• **DO THIS**
Locate the line containing "Reviewer note: confirm that every instance of the blue" in the material below; repeat it and every line after it, exactly as written.

======== INPUT RECORDS

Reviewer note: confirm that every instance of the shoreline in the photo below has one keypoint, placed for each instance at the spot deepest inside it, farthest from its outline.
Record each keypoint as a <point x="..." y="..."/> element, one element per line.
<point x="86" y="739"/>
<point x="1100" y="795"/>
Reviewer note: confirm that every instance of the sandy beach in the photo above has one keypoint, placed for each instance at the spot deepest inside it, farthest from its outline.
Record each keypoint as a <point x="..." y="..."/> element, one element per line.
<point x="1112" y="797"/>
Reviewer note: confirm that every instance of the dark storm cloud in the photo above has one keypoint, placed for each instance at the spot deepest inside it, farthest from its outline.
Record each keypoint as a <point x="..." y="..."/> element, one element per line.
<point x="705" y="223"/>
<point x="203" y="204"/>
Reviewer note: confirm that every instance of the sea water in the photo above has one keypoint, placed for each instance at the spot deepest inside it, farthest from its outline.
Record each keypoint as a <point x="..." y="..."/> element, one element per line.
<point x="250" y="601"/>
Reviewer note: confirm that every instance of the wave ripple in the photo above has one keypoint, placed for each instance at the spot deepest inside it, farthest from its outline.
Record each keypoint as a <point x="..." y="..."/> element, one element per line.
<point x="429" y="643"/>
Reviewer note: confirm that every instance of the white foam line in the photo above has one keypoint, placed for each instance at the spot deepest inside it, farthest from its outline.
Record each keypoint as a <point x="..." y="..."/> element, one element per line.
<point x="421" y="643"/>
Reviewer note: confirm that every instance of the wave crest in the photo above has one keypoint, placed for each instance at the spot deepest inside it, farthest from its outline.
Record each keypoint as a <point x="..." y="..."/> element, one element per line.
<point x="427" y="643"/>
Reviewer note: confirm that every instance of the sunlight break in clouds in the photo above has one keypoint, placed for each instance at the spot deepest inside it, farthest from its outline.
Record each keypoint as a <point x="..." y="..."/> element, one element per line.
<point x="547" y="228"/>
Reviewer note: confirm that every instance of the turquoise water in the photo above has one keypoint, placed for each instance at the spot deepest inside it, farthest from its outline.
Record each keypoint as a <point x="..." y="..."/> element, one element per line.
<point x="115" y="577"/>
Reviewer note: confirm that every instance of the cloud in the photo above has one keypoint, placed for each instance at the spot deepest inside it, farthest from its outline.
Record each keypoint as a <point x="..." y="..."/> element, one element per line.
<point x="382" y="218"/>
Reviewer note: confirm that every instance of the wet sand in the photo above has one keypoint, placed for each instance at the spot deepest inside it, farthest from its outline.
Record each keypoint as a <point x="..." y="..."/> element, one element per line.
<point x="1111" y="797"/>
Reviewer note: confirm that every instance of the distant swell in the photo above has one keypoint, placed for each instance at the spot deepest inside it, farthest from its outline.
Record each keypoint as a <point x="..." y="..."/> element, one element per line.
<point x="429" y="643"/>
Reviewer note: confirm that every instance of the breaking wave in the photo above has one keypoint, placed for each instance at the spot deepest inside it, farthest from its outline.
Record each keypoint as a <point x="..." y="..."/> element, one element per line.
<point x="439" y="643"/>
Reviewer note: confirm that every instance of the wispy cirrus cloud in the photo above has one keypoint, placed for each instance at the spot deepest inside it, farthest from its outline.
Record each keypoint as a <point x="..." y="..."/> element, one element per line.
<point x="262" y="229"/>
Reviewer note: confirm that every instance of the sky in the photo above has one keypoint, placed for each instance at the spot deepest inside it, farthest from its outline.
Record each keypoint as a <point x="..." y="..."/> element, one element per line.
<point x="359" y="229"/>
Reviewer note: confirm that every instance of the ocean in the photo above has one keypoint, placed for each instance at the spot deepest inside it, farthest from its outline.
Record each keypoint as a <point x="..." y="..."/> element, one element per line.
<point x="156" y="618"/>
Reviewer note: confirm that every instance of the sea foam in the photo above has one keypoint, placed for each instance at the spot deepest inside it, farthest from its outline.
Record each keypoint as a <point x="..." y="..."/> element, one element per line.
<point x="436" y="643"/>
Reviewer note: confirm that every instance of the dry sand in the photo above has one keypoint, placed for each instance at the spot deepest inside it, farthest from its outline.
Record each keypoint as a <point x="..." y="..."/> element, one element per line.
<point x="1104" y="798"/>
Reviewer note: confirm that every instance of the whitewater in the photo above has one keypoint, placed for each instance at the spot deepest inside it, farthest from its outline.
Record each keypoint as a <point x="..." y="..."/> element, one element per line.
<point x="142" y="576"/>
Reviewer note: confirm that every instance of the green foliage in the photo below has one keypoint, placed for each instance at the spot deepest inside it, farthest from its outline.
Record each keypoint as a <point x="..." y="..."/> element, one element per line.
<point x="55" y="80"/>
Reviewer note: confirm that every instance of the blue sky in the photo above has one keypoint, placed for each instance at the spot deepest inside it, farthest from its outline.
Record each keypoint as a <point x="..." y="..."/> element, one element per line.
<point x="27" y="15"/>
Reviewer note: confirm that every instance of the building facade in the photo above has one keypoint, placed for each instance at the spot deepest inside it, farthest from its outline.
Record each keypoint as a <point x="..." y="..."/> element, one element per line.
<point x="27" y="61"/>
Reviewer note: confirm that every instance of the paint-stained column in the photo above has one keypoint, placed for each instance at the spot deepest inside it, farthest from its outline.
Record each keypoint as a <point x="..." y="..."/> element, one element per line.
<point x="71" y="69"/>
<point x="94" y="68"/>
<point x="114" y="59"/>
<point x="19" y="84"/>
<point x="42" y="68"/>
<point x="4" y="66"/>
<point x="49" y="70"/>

================

• **PROBLEM SOLUTION**
Reviewer note: confirm that every instance of the blue sky in the photo above has one keypoint, placed for each instance at the spot deepest inside it, farthest from its outline.
Record each keypoint as a <point x="..." y="..."/> element, one element per line.
<point x="27" y="15"/>
Reviewer note: confirm that every instance of the building facade in the photo above has one keypoint, placed for each instance at the spot deepest inside it, farthest from its outline.
Record each keypoint as a <point x="..." y="..."/> element, one element per line.
<point x="27" y="61"/>
Reviewer note: confirm that every instance of the paint-stained column in the photo above has one keypoint, placed for each instance at the spot deepest inside it, farthest from its outline.
Record each keypoint as a <point x="..." y="..."/> element, one element per line.
<point x="71" y="69"/>
<point x="94" y="68"/>
<point x="114" y="59"/>
<point x="19" y="84"/>
<point x="42" y="68"/>
<point x="4" y="66"/>
<point x="49" y="70"/>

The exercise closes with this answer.